# Prompt
Copy out every one of the lines below word for word, and leave the pictures out of your answer.

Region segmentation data
^^^^^^^^

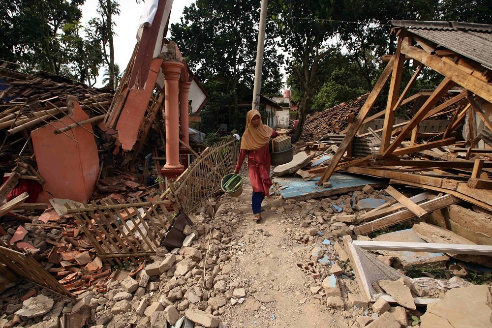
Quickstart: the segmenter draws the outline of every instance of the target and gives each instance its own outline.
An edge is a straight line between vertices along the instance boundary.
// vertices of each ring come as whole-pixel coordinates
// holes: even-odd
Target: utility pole
[[[260,92],[261,91],[261,69],[263,65],[263,48],[265,46],[265,25],[267,20],[268,0],[261,0],[260,10],[260,28],[258,32],[256,48],[256,66],[254,69],[254,86],[253,87],[253,103],[251,109],[260,108]]]

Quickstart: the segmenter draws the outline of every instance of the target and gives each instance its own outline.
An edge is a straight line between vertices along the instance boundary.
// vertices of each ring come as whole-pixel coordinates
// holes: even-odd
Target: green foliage
[[[492,272],[469,272],[466,279],[474,285],[488,285],[492,283]]]
[[[109,83],[110,80],[110,76],[111,72],[109,69],[109,66],[106,66],[106,68],[104,69],[104,73],[103,76],[104,78],[102,79],[102,84],[104,85],[105,87],[109,87]],[[118,86],[120,84],[120,80],[121,80],[122,77],[123,76],[123,72],[120,71],[120,65],[118,64],[115,64],[114,68],[113,68],[113,74],[114,74],[114,89],[117,89],[118,88]]]
[[[422,322],[422,320],[420,319],[420,318],[417,317],[417,316],[412,316],[411,318],[412,318],[412,326],[417,326],[421,322]]]
[[[197,0],[185,7],[180,23],[171,25],[172,39],[210,96],[200,113],[204,132],[215,132],[221,123],[240,128],[245,110],[237,104],[253,87],[259,8],[253,0]],[[262,94],[278,94],[282,61],[267,27]]]
[[[429,276],[426,273],[432,275],[436,279],[448,279],[451,276],[448,270],[443,269],[442,266],[439,264],[410,266],[405,269],[405,274],[410,278]]]
[[[392,225],[388,228],[385,228],[384,229],[378,230],[377,231],[374,231],[374,232],[371,233],[369,234],[369,237],[371,238],[375,238],[378,236],[384,235],[385,234],[387,234],[388,233],[410,229],[412,227],[412,225],[413,224],[412,223],[412,221],[405,221],[405,222],[401,222],[401,223],[397,223],[397,224]]]

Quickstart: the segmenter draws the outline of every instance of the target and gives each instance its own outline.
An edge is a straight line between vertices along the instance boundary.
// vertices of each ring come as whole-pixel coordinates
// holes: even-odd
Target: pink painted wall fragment
[[[138,131],[155,87],[162,63],[161,59],[153,60],[144,89],[139,90],[135,88],[130,90],[128,93],[116,125],[118,140],[123,149],[131,150],[137,140]]]
[[[61,121],[46,125],[31,132],[38,170],[46,180],[43,191],[38,197],[39,203],[48,203],[51,198],[87,202],[95,187],[99,173],[99,156],[92,125],[90,123],[55,134],[59,129],[75,121],[89,118],[77,102],[73,102],[71,119],[65,117]],[[74,141],[73,139],[78,142]]]

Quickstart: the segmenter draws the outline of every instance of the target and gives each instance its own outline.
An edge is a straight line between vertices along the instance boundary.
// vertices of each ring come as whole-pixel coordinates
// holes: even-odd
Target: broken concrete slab
[[[216,328],[220,322],[218,318],[207,312],[196,309],[186,310],[186,317],[195,323],[201,325],[206,328]]]
[[[419,237],[412,229],[380,235],[372,240],[378,241],[426,242],[425,240]],[[386,250],[378,250],[377,252],[387,256],[395,257],[398,261],[399,264],[401,264],[403,268],[410,266],[430,264],[434,266],[440,265],[444,268],[446,263],[449,260],[449,257],[442,253]]]
[[[390,303],[382,298],[378,298],[372,304],[372,311],[381,315],[391,308]]]
[[[22,308],[15,312],[19,317],[34,318],[50,312],[55,302],[42,294],[26,299],[22,302]]]
[[[400,328],[400,324],[393,315],[389,312],[384,312],[366,327],[367,328]]]
[[[357,202],[357,204],[354,207],[354,209],[357,210],[372,209],[379,207],[387,202],[386,200],[379,198],[364,198]]]
[[[395,298],[398,304],[410,310],[416,308],[410,288],[402,281],[383,280],[380,280],[378,283],[379,286]]]
[[[405,309],[405,308],[401,306],[392,307],[390,307],[389,312],[393,315],[395,319],[400,323],[400,325],[402,327],[408,327],[408,318],[406,315],[406,310]],[[441,326],[436,327],[441,327]]]
[[[327,297],[341,297],[340,285],[335,274],[332,274],[325,278],[323,280],[321,286],[325,291],[325,295]]]
[[[339,296],[330,296],[326,298],[326,305],[332,309],[343,310],[343,299]]]
[[[388,181],[386,179],[335,172],[330,178],[329,182],[333,186],[323,188],[316,184],[319,179],[319,178],[315,178],[309,181],[304,181],[296,177],[277,177],[275,178],[275,182],[282,186],[279,191],[284,199],[305,201],[361,190],[368,183],[374,187],[383,187],[387,185]]]
[[[454,288],[440,301],[428,306],[427,312],[421,317],[420,327],[492,327],[490,299],[490,291],[486,285]]]
[[[274,169],[274,175],[284,176],[286,174],[294,173],[308,164],[310,159],[304,151],[301,151],[294,155],[292,160],[288,163],[276,166]]]

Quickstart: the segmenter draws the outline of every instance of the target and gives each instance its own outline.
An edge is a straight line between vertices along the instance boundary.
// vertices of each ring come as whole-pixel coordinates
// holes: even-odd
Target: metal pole
[[[268,0],[261,0],[260,11],[260,28],[258,32],[258,46],[256,48],[256,67],[254,70],[254,86],[253,88],[252,109],[258,110],[260,107],[260,92],[261,91],[261,68],[263,64],[263,48],[265,44],[265,25],[267,19]]]

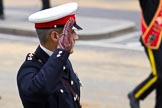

^^^^^^^^

# Written answer
Quickstart: the segmenter draws the outline of every instance of the target and gives each instance its own outline.
An edge is a straight line between vertices along the instance boundary.
// vertices of each ring come as whole-pixel coordinates
// holes: even-odd
Target: utility pole
[[[260,92],[261,91],[261,69],[263,65],[263,48],[265,46],[265,25],[267,20],[268,0],[261,0],[260,10],[260,28],[258,32],[256,48],[256,66],[254,69],[254,86],[253,87],[253,103],[251,109],[260,108]]]

Quickstart: the segmenter draws the outline of every instance of the target and gives each instance its own outline.
An edge is a straight line between vertices along the instance boundary.
// vertices of each ring come as whole-pixel coordinates
// holes: even-odd
Target: green foliage
[[[492,272],[469,272],[466,279],[474,285],[488,285],[492,283]]]
[[[109,83],[110,80],[110,76],[111,72],[109,69],[109,66],[106,66],[106,68],[104,69],[104,73],[103,76],[104,78],[102,79],[102,84],[104,85],[105,87],[109,87]],[[118,86],[120,84],[120,80],[121,80],[122,77],[123,76],[123,72],[120,71],[120,65],[118,64],[115,64],[114,68],[113,68],[113,74],[114,74],[114,89],[117,89],[118,88]]]
[[[422,322],[422,320],[420,319],[420,318],[417,317],[417,316],[412,316],[411,318],[412,318],[412,326],[417,326],[421,322]]]
[[[197,0],[185,7],[180,23],[171,25],[172,39],[210,96],[200,113],[204,132],[215,132],[221,123],[240,128],[245,110],[237,104],[253,87],[259,8],[253,0]],[[262,94],[278,94],[282,61],[267,27]]]
[[[429,276],[426,273],[432,275],[436,279],[448,279],[451,276],[448,270],[443,269],[442,266],[439,264],[410,266],[405,269],[405,274],[410,278]]]
[[[392,225],[388,228],[385,228],[384,229],[378,230],[377,231],[374,231],[374,232],[371,233],[369,234],[369,237],[371,238],[375,238],[378,236],[384,235],[385,234],[387,234],[388,233],[410,229],[412,227],[412,225],[413,224],[412,223],[412,221],[405,221],[405,222],[401,222],[401,223],[397,223],[397,224]]]

Quickstart: the segmenter draws the outline of every instance of the target and gives each instance its own outline.
An edge is a straight line between vertices along the instance boundary.
// vertices of each ring come as whole-pixel coordinates
// holes: even-odd
Target: pink painted wall fragment
[[[138,131],[155,87],[162,63],[161,59],[153,60],[144,89],[139,90],[135,88],[130,90],[128,93],[116,125],[118,140],[123,149],[131,150],[137,140]]]
[[[61,121],[46,125],[31,132],[38,170],[46,180],[43,191],[38,197],[39,203],[48,203],[51,198],[87,202],[95,187],[99,173],[99,156],[92,125],[90,123],[55,134],[59,129],[75,121],[89,118],[77,102],[73,102],[71,119],[65,117]],[[74,141],[73,139],[78,142]]]

Quickstart: the segmenter draws the outline of every instance of the target and gives each instance its own outline.
An edge is a straight line between vertices along the instance boundary.
// vertices of each ring come as whole-pixel coordinates
// holes: even-odd
Target: broken concrete slab
[[[216,328],[220,322],[218,318],[207,312],[196,309],[186,310],[186,317],[195,323],[201,325],[206,328]]]
[[[419,237],[412,229],[380,235],[372,240],[378,241],[426,242],[425,240]],[[386,250],[378,250],[377,252],[387,256],[395,257],[398,261],[399,264],[401,264],[403,268],[410,266],[430,264],[434,266],[440,265],[444,268],[446,263],[449,260],[449,257],[442,253]]]
[[[390,303],[382,298],[378,298],[372,304],[372,311],[381,315],[391,308]]]
[[[22,308],[15,312],[19,317],[34,318],[50,312],[55,302],[42,294],[26,299],[22,302]]]
[[[400,328],[400,324],[393,315],[389,312],[384,312],[366,327],[367,328]]]
[[[357,202],[357,204],[354,207],[354,209],[357,210],[372,209],[379,207],[387,202],[386,200],[379,198],[364,198]]]
[[[395,298],[398,304],[410,310],[416,308],[410,288],[402,281],[383,280],[380,280],[378,283],[379,286]]]
[[[405,309],[405,308],[401,306],[392,307],[390,307],[389,312],[393,315],[395,319],[400,323],[400,325],[402,327],[408,327],[408,318],[406,315],[406,310]],[[441,326],[436,327],[441,327]]]
[[[327,297],[341,297],[340,285],[335,274],[332,274],[325,278],[323,280],[321,286],[325,291],[325,295]]]
[[[339,296],[330,296],[326,298],[326,305],[332,309],[343,310],[343,299]]]
[[[388,181],[386,179],[335,172],[330,178],[329,182],[333,186],[323,188],[316,184],[319,179],[319,178],[315,178],[309,181],[304,181],[296,177],[277,177],[275,178],[275,182],[282,186],[279,191],[284,199],[305,201],[361,190],[368,183],[374,187],[383,187],[387,185]]]
[[[454,288],[440,301],[428,306],[427,312],[421,317],[420,327],[492,327],[490,299],[490,291],[486,285]]]
[[[274,169],[274,175],[284,176],[286,174],[294,173],[308,164],[310,159],[304,151],[301,151],[294,155],[292,160],[288,163],[276,166]]]

Quickstart: the segmenter draws the outline of every instance of the target and gives each instance its own outline.
An edge is a straight line between vertices along the instance boundary.
// vertices of each ring come as whole-pixel coordinates
// holes: even-odd
Target: metal pole
[[[268,0],[261,0],[260,11],[260,28],[258,32],[258,46],[256,48],[256,67],[254,70],[254,86],[253,88],[252,109],[258,110],[260,107],[260,92],[261,91],[261,68],[263,64],[263,48],[265,44],[265,25],[267,19]]]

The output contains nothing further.